> **REQUIREMENT**: Please repeat every record below exactly as written, but leave out the pictures.

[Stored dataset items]
******

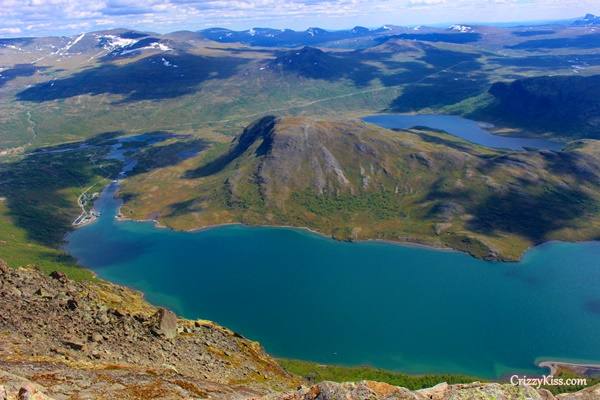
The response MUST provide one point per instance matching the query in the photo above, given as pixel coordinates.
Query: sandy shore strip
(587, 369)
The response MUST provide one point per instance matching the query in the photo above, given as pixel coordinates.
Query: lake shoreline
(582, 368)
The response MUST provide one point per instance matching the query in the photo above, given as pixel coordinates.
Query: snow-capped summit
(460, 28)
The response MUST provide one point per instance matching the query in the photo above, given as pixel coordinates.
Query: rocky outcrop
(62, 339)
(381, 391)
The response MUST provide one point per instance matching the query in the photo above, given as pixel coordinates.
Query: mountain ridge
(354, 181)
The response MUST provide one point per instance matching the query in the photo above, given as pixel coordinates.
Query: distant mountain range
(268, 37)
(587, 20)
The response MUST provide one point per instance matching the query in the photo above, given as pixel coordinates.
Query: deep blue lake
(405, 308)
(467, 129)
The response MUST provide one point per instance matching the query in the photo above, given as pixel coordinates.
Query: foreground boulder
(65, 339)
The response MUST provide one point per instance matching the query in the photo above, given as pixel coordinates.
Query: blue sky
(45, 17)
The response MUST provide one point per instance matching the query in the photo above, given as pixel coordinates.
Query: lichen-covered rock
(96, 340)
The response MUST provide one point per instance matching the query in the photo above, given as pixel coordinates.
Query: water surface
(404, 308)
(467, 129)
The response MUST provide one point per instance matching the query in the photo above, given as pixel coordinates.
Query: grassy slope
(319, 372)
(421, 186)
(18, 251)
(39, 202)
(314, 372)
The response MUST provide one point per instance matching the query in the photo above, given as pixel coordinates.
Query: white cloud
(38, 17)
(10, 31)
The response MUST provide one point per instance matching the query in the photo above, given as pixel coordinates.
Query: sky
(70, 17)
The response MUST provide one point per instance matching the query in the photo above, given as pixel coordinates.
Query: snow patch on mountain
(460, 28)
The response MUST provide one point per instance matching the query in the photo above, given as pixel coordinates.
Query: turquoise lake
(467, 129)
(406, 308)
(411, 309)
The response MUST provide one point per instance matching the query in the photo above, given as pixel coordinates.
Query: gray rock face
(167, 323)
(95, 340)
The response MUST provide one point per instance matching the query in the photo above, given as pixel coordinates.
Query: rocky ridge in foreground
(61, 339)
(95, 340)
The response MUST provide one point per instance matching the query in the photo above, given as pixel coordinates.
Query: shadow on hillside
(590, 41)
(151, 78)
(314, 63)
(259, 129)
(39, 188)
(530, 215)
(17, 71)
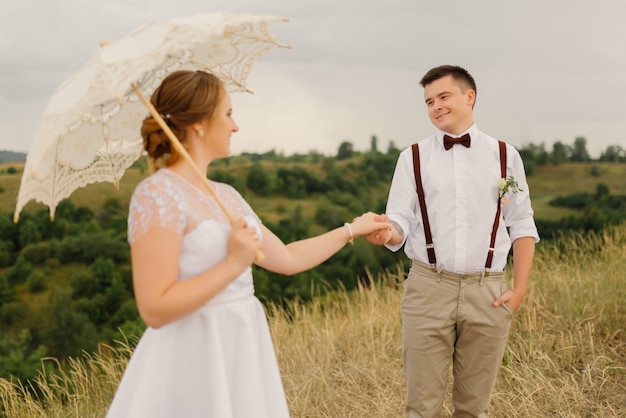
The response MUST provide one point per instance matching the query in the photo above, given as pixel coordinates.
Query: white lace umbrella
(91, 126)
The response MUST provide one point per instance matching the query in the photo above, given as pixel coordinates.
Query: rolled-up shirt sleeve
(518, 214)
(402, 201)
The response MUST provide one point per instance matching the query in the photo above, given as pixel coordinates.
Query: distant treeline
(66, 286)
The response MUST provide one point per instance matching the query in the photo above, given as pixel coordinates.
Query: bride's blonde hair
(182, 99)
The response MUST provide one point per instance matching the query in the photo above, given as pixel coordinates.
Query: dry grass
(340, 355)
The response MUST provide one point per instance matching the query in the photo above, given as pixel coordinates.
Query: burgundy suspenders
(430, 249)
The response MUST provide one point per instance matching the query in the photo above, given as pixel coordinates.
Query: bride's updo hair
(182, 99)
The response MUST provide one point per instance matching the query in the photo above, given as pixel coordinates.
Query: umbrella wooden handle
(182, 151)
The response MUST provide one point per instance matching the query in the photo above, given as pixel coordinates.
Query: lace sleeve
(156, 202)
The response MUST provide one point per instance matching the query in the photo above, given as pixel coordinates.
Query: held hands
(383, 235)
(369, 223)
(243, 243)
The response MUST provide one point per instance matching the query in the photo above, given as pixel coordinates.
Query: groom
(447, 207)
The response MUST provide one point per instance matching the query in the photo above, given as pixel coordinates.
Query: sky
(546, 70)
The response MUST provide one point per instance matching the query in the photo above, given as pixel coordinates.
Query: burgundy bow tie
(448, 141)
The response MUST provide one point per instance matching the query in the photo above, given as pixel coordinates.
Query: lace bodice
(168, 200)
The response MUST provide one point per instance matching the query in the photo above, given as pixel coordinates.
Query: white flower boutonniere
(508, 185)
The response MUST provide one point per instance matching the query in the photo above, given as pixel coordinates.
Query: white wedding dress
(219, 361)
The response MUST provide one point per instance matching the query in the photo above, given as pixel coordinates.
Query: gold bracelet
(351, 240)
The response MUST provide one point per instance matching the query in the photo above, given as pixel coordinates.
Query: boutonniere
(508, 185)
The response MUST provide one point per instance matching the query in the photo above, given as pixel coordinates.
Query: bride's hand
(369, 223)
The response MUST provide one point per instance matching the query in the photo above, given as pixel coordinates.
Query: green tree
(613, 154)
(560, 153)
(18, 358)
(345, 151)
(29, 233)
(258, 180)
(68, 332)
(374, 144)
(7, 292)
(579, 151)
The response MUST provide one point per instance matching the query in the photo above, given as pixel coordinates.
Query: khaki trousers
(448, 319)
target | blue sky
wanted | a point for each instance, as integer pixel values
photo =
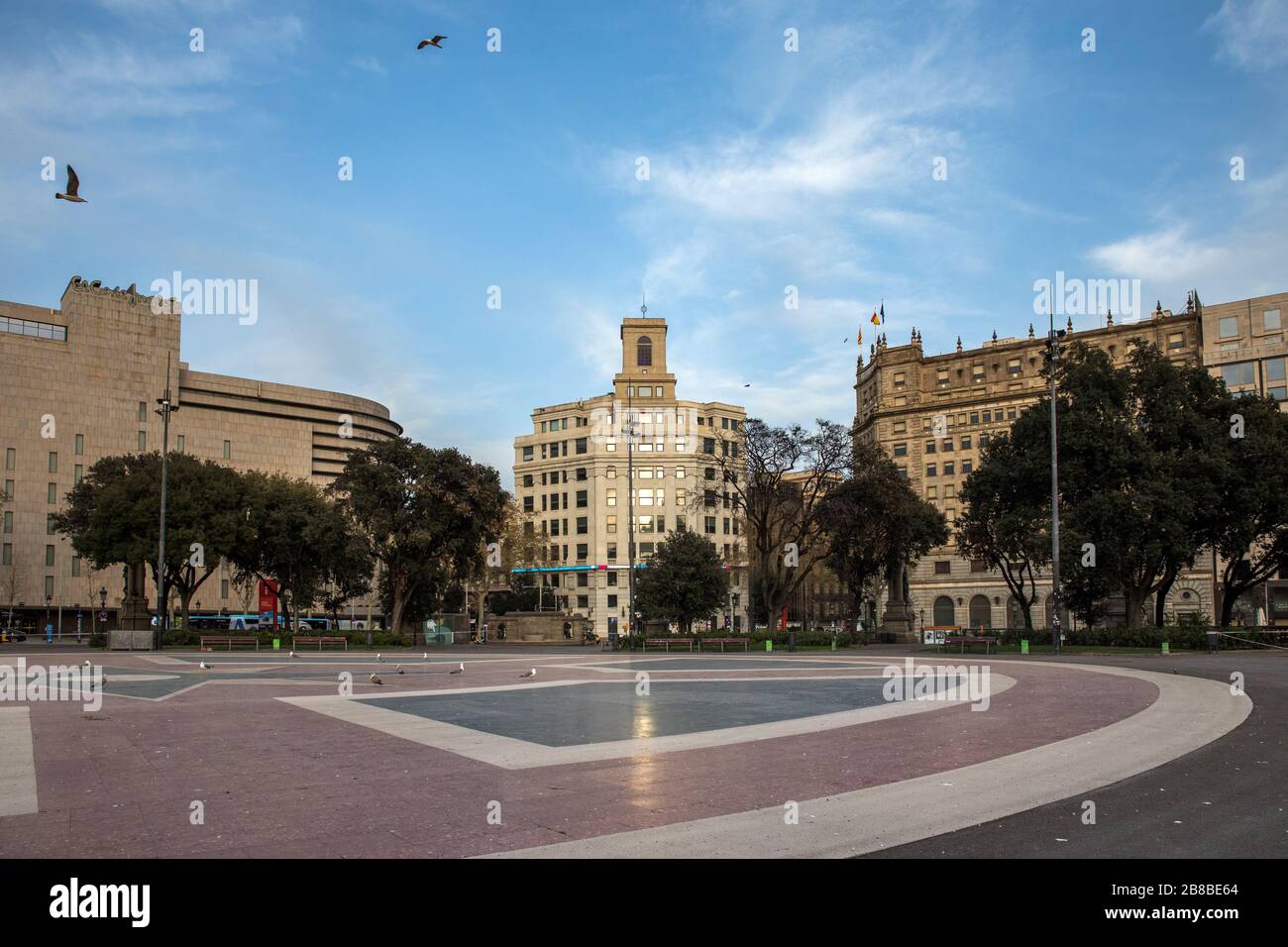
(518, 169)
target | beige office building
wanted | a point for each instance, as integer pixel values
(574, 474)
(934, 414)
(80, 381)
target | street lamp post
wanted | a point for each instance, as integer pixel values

******

> **WRITTEN REPLY**:
The response MUST provide one point per instance matching the query in the photo above, given as pixel coordinates.
Query: sandy shore strip
(587, 369)
The response MUST provide one point per instance matching the query in the photo above, given as pixel coordinates.
Query: lake shoreline
(582, 368)
The response MUST provide one point per instance matching the query in the photo above, given as pixel coordinates.
Query: snow-capped summit
(460, 28)
The response MUST provide one point per instance matching the query in the photo above, given as pixel coordinates.
Query: rocky outcrop
(62, 339)
(381, 391)
The response MUST provide one point per instance matching the query in the photo above, given as pixel coordinates.
Query: mountain ridge
(354, 181)
The response MUST provide one point per instance matching the query in the photo above, given as pixel coordinates.
Query: distant mountain range
(268, 37)
(587, 20)
The response MUST provide one point per instance matching the query in the photo above, given as pixel coordinates.
Query: deep blue lake
(405, 308)
(467, 129)
The response MUST provide one point per instance matching the query in the photo above, given as pixel coordinates.
Query: foreground boulder
(65, 339)
The response MUST provide one point per instance matching the query in the photo above, given as pixel coordinates.
Query: blue sky
(45, 17)
The response MUST provide one point per instance matching the query in the photo above, given as pixel coordinates.
Query: lichen-covered rock
(96, 340)
The response MUST provide one point per instance matching the query in the photo above, given as pixel coordinates.
Query: water surface
(404, 308)
(467, 129)
The response MUST provide one point per instance matching the query in the photo above, given as pixel coordinates.
Query: grassy slope
(319, 372)
(421, 186)
(18, 251)
(39, 202)
(314, 372)
The response MUST provide one point per instance matching the query in the photo above, given as pixel coordinates.
Query: white cloud
(38, 17)
(10, 31)
The response MUST provide one point per instance matching the query in the photo above, given as pixel coordinates.
Query: sky
(70, 17)
The response MUST provide one point per instance matching the query in the photo above, given as pixel coordinates.
Query: snow patch on mountain
(460, 28)
The response MUST provide one point per instance matching the query in the photo above, given as pixel coordinates.
Query: turquoise lake
(467, 129)
(406, 308)
(411, 309)
The response MUST provide one point per instance matching the query in the photo above, given as pixel coordinates.
Query: gray rock face
(167, 323)
(95, 340)
The response MUST provide one point per instance matching the query in the photo above, given as pixel coordinates.
Query: rocky ridge in foreground
(61, 339)
(95, 340)
The response MUST provide one point per instance matching the query in the photo above, given as pixel coordinates.
Query: shadow on hillside
(590, 41)
(151, 78)
(314, 63)
(259, 129)
(39, 188)
(530, 215)
(17, 71)
The response MUST provide one point per instance matching the query in the photo above, given as pixel coordinates.
Query: white lace umbrella
(91, 126)
The response MUST provide one point per instance matching the query in the photo above, given as pixel coordinates.
Query: rolled-up shirt sleeve
(518, 214)
(402, 201)
The response MUST provide one point per instance matching the query in the photo above, given as pixel coordinates.
Query: distant treeline
(66, 286)
The response MUST provide one point per instance matching the query in the photo above, given as pixel coordinates.
Query: bride's blonde hair
(182, 99)
The response MUST provide one point per instance matching the query in the photo above, given as pixel coordinates.
Query: dry grass
(340, 355)
The response MUST provide one point per instance matching the query in the photo above, given as pixel coordinates.
Query: burgundy suspenders
(430, 249)
The response MUST provide one point per instance matching the query in the photo above, given as pixel coordinates.
Query: bride's updo hair
(182, 99)
The response MUST provide one point per instance matching the query in the photo above, given as pixel coordinates.
Query: umbrella wooden handle
(182, 151)
The response MUST provide one point per instance matching the query in the photo above, given as pixel coordinates.
Query: lace sleeve
(156, 202)
The response MUST provide one point per instance matching the query in the photo above, given as pixel coordinates.
Query: held hands
(383, 235)
(369, 223)
(243, 243)
The response MUST provide one point per instance matching the query in the photo above, given as pixel coordinates.
Query: groom
(447, 207)
The response MUST provide one point per instance matching the query in the photo above, given as pixel coordinates.
Query: sky
(546, 70)
The response MUST provide one point per instance matching the query in the photo above, given as pixel coordinates.
Query: burgundy bow tie
(448, 141)
The response MUST provide one point per instance matching the query in the photo above, given as pixel coordinates.
Query: lace bodice
(168, 200)
The response MUST provide one point per instance matching the query in the photo above, given as pixel coordinates.
Query: white flower boutonniere
(508, 185)
The response MUST provide one point per instance matching the query in the photo above, given as pixel coordinates.
Query: white wedding dress
(219, 361)
The response MUST provide one point per instance matching the query in the photo above, given as pixel coordinates.
Query: gold bracelet
(351, 240)
The response MUST provide one point per instance matching the query in the photo above, given as pixel coordinates.
Query: boutonniere
(508, 185)
The response MUST provide one point per instance matching the query in the photo above, given as pixel coordinates.
Query: bride's hand
(369, 223)
The response MUST provide one point per instance matching the query in the photo above, given as pixel coordinates.
Query: green tree
(613, 154)
(560, 153)
(18, 358)
(345, 151)
(29, 233)
(258, 180)
(68, 332)
(374, 144)
(7, 292)
(579, 151)
The response MUST provide one point per instance matching the query in the photo above, given as pixel coordinates.
Query: khaki trousers
(448, 319)
target | blue sky
wanted | a point for each instance, as integer pixel values
photo =
(518, 169)
target | beige office building
wanted | a point for each instance, as integer pixel values
(574, 474)
(934, 414)
(80, 381)
target | street lamp post
wanted | a point for each instance, as integer pixel values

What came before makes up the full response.